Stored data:
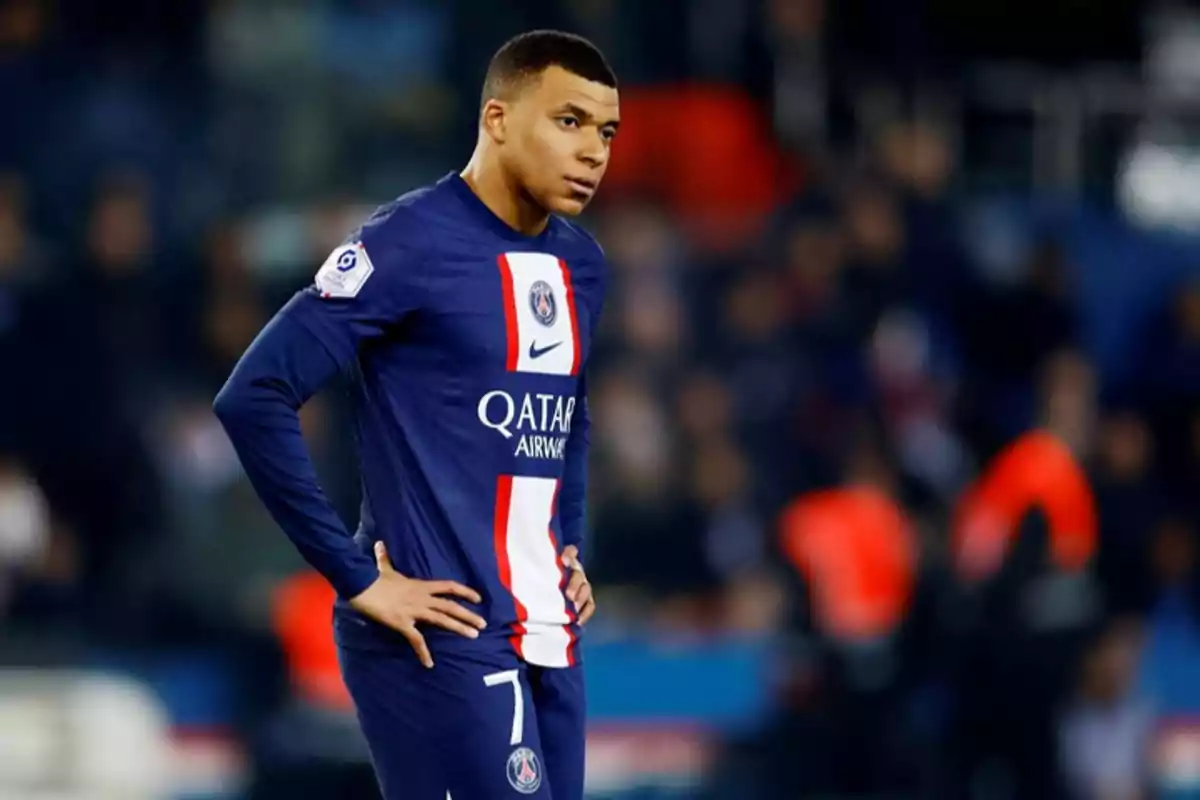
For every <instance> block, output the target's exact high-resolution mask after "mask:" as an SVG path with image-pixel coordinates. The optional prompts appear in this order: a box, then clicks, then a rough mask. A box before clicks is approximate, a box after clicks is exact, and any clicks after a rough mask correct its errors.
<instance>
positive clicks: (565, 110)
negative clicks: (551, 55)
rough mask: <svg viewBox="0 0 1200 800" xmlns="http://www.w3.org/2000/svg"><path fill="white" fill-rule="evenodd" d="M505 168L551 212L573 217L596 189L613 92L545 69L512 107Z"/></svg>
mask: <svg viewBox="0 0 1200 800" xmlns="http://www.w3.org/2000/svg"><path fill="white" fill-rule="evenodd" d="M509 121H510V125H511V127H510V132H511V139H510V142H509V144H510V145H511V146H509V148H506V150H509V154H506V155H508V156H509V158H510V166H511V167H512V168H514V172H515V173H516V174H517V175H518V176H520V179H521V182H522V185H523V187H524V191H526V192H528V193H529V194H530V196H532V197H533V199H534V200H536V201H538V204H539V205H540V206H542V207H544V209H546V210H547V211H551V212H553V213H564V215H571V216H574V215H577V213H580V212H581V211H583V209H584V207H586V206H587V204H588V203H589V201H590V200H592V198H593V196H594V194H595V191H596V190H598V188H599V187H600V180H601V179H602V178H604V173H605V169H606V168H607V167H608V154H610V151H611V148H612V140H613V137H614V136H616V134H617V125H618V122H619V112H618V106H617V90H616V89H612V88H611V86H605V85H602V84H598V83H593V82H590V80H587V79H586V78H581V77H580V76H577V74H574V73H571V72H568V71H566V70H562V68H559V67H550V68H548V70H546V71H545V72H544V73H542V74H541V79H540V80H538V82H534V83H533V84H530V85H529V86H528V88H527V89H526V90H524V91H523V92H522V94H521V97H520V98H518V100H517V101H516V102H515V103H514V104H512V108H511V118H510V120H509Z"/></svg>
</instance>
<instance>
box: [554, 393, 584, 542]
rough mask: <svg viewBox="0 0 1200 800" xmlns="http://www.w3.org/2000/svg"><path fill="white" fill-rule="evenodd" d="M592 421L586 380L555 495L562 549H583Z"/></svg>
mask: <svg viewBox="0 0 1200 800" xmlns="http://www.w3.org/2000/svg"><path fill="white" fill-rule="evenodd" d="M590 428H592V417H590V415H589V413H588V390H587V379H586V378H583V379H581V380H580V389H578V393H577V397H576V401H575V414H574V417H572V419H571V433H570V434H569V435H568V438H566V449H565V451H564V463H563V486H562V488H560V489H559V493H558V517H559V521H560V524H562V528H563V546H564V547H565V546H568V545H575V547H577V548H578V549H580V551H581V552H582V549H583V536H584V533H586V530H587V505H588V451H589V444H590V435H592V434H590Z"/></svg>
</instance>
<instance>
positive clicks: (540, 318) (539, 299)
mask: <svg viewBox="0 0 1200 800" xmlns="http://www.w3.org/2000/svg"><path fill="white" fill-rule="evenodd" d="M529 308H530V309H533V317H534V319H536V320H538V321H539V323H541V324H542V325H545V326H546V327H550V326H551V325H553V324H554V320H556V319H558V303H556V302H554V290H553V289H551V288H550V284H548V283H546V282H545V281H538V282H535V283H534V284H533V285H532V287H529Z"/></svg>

---

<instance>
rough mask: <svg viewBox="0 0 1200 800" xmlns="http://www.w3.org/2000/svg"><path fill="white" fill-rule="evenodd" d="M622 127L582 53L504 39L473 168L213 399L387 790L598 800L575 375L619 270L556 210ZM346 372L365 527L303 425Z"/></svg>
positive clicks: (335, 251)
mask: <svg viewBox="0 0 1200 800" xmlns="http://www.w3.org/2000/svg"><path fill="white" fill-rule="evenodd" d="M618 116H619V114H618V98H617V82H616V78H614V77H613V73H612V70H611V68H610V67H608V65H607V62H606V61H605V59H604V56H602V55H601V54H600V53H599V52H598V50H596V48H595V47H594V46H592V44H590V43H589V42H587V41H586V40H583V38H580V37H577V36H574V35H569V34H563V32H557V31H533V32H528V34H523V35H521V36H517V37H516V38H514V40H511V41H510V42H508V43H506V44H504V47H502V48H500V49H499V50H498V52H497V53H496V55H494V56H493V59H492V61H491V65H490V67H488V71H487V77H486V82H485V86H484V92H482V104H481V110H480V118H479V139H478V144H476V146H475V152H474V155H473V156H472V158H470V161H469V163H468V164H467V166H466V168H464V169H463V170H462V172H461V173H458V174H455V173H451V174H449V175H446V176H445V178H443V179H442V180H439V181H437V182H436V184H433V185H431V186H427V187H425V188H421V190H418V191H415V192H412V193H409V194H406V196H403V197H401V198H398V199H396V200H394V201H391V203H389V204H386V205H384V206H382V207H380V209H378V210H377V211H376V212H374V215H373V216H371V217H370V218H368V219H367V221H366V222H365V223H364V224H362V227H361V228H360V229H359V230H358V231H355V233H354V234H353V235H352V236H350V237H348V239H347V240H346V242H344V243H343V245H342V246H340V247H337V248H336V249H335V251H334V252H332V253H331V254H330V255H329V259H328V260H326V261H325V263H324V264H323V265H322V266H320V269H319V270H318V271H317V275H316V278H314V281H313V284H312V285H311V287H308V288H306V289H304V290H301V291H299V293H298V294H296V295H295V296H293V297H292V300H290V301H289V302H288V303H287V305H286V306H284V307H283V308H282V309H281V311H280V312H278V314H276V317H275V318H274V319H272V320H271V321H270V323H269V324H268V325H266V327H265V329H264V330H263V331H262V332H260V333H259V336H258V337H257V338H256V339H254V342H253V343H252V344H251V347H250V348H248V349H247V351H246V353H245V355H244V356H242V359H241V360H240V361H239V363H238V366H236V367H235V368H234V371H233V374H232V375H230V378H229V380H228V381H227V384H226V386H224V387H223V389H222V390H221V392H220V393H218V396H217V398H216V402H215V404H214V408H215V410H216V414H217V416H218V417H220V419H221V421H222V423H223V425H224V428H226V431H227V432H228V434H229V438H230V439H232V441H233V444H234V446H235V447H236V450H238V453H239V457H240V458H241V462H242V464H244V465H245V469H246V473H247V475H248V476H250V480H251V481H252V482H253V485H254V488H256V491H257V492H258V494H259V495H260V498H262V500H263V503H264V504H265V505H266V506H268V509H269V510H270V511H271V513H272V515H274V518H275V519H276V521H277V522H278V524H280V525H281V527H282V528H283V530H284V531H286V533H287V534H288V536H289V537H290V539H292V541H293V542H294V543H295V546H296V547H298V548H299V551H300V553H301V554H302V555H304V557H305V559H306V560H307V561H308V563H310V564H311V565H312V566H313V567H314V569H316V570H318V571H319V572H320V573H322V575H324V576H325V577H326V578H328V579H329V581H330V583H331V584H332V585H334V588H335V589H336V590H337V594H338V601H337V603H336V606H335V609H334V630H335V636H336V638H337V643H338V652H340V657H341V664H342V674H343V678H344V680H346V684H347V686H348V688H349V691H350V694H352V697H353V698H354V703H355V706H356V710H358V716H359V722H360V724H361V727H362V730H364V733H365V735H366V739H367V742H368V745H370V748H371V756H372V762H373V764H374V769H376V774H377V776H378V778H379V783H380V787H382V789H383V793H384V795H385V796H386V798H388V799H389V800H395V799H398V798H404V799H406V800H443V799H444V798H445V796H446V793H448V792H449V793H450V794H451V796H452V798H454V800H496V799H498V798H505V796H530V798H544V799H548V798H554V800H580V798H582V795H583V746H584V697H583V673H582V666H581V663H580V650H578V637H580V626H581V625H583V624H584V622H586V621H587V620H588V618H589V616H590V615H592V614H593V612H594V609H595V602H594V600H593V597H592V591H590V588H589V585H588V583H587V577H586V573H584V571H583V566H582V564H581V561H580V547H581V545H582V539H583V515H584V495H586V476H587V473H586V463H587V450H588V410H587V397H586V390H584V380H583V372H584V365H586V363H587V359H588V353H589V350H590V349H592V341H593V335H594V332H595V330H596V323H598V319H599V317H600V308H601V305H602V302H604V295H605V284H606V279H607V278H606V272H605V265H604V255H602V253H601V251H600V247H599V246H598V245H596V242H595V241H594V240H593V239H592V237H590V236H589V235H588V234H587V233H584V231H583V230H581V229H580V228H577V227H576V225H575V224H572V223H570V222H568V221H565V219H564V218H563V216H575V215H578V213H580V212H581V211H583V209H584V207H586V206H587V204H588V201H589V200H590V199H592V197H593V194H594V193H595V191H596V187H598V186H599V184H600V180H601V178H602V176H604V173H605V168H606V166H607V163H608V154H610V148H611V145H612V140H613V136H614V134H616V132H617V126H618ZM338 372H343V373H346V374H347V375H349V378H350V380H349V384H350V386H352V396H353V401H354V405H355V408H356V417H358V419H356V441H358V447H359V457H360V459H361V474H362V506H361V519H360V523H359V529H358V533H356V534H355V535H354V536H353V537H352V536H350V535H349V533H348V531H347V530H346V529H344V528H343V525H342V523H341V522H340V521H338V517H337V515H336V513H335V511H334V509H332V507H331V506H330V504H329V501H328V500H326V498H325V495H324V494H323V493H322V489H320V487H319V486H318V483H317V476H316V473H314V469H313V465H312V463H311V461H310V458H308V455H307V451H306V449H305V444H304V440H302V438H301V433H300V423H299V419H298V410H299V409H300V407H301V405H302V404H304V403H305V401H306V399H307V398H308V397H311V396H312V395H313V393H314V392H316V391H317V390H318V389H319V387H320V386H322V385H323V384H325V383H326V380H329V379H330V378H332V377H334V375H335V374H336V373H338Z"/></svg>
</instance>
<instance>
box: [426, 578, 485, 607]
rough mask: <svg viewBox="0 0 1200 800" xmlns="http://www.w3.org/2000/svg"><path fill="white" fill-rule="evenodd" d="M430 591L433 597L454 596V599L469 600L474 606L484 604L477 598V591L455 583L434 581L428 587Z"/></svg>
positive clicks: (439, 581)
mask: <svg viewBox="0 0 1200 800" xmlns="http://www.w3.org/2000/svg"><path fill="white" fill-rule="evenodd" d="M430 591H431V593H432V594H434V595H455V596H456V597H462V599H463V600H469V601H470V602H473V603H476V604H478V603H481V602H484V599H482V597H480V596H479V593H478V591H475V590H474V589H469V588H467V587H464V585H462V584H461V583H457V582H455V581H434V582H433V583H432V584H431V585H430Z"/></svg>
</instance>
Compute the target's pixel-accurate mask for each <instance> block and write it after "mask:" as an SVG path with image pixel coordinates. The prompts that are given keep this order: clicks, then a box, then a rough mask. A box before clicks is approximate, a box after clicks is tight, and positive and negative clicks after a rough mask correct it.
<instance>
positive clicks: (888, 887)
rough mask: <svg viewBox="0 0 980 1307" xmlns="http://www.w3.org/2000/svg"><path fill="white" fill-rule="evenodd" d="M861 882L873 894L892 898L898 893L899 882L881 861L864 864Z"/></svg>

---

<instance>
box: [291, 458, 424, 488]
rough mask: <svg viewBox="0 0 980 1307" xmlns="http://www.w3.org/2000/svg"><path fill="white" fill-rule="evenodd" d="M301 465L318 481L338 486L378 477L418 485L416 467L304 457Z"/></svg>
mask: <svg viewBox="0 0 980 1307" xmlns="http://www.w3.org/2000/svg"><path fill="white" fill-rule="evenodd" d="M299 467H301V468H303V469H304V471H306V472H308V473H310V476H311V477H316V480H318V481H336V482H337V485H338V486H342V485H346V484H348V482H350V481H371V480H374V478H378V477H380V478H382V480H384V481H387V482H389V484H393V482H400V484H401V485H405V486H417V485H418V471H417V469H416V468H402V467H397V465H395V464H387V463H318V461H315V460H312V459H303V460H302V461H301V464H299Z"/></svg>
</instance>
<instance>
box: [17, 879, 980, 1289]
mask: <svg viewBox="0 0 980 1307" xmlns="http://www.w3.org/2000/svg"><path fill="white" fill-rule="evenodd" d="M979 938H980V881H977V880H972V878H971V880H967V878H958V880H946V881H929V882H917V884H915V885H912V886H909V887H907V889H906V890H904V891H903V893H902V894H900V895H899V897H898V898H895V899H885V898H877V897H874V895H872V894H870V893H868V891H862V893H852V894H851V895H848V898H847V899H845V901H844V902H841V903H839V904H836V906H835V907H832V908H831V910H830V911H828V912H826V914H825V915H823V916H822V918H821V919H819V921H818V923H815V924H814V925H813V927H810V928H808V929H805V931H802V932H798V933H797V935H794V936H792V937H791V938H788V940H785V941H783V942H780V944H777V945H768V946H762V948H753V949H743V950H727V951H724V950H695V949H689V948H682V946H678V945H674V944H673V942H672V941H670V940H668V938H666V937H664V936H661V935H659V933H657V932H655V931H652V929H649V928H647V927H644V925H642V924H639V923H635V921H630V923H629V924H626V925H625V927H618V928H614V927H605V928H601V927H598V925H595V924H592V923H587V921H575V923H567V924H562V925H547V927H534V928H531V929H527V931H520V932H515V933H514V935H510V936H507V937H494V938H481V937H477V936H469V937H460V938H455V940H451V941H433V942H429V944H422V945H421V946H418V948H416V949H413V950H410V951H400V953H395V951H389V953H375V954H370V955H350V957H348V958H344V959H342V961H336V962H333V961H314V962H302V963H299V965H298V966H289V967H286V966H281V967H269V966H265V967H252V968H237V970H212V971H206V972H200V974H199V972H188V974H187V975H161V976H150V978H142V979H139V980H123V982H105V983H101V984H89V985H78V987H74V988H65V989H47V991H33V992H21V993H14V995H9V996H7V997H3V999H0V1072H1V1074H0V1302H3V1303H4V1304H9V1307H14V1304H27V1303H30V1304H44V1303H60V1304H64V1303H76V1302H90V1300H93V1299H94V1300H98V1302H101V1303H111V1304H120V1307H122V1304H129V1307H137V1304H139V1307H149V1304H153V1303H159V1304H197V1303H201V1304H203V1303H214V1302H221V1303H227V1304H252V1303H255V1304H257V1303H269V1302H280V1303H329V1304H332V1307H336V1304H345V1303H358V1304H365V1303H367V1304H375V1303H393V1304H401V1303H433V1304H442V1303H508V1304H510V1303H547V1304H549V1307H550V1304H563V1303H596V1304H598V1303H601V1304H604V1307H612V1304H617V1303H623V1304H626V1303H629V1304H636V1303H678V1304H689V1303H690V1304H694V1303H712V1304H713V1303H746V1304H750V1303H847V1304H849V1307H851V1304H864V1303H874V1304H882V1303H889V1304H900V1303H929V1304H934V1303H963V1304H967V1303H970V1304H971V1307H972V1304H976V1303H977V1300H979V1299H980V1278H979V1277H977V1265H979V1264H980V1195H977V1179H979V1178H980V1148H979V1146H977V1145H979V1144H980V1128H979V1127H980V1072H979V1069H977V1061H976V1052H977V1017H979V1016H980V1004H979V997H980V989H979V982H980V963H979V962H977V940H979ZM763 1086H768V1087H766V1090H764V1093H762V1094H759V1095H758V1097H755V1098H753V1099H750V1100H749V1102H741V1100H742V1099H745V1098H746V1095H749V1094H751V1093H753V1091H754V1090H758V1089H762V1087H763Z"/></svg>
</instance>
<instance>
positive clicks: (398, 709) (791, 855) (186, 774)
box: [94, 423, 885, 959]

◆ **EXERCISE REQUIREMENTS**: Identify every line in the listing that contains the word "positive", and copy each of those lines.

◆ **ANSWER TO THIS EXERCISE**:
positive clicks: (565, 110)
positive clicks: (540, 318) (539, 299)
positive clicks: (335, 251)
positive clicks: (439, 581)
Compute the target's pixel-accurate mask for each <instance> block and write it after "mask:" as an SVG path with image pixel coordinates. The prompts that are given keep this order: clicks, then a box, then a rough mask. A box before clicks is approximate, a box after clicks is tight, and positive and negative clicks after a rough mask correct it.
positive clicks: (888, 887)
positive clicks: (398, 709) (791, 855) (186, 774)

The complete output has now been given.